Passage:
==*==

Sediment quality assessment frameworks for water ecosystems
During the period 1998-2006 scientists at the CSIRO Centre for Environmental Contaminants Research (CECR) played a pivotal role in developing a sound basis for the assessment and regulation of contaminated sediments in Australia, and at the same time influencing international practices in this area.
They developed protocols for the assessment of contaminated sediments, established the pathways by which different organisms take up contaminants and drafted sediment quality guidelines to enable the delineation between sediments that cause adverse biological effects and those that do not.
The research is already affecting the way consultants in Australia undertake sediment quality assessments, and this is being accepted by the regulatory agencies. CECR has provided ongoing sediment assessment advice to consultants and regulators in New South Wales, Victoria, South Australia, Western Australia, Tasmania and Queensland. Their findings are guiding responsible management of contaminated sediments, while providing a sound basis for the protection of uncontaminated sediments.
This approach once fully documented in guideline document revisions will lead to improvement in the management of water and water-dependent ecosystems in Australia, by protecting both benthic and overlying water ecosystems from the impacts of sediment contaminants. The results will be applicable to all areas of the Australian environment, although initially being focused on estuarine water bodies, where most of Australia’s sediment contaminant issues reside.
Background
Sediments are often overlooked, but are important as food sources and breeding grounds for aquatic organisms. These functions are under threat since sediments are also the ultimate repository of most water-borne contaminants.

==*==

[Region pointing data]

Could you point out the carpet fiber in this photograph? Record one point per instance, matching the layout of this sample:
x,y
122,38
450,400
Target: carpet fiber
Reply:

==*==

Requirement 1: Translate into Spanish this sentence from the passage on sediment quality assessment: "Sediments are often overlooked, but are important as food sources and breeding grounds for aquatic organisms."
Requirement 2: Write the next part of the passage on sediment quality assessment, picking up after its final sentence.

Task output 1: Los sedimentos a menudo se pasan por alto, pero son importantes como fuentes de alimento y zonas de reproducción para los organismos acuáticos.

Task output 2:
While water quality is effectively regulated in Australia and New Zealand, prior to 2000 there was no available guidance to industry or regulators on how to assess the impacts of contaminated sediments. CSIRO undertook the lead role in writing this document and establishing interim sediment quality guidelines for a range of sediment contaminants. At the time it was recognised that much more was required to underpin these guidelines to be confident that sediment-dwelling organisms and organisms in the overlying water in our harbours, estuaries and rivers were being protected. When the interim guidelines were released in 2002, their application was limited because there were no appropriate bioassays that could be applied and the protocols for sample collection, handling and manipulations were not sufficiently robust to avoid spurious results. Thus there was a need for research to advance the guidelines from their interim status.
The research activities to be described here involved collaboration with Dr Ross Hyne and Dr Tony Roach (NSW Department of Environment and Conservation), Professor Bill Maher (University of Canberra), Dr Dianne Jolley (University of Wollongong) and Dr Peter Teasdale (Griffith University ‘ Gold Coast). The research has been supported by grants from the NSW Environmental Trust and more recently by Rio Tinto, BHP Billiton and Xstrata Copper.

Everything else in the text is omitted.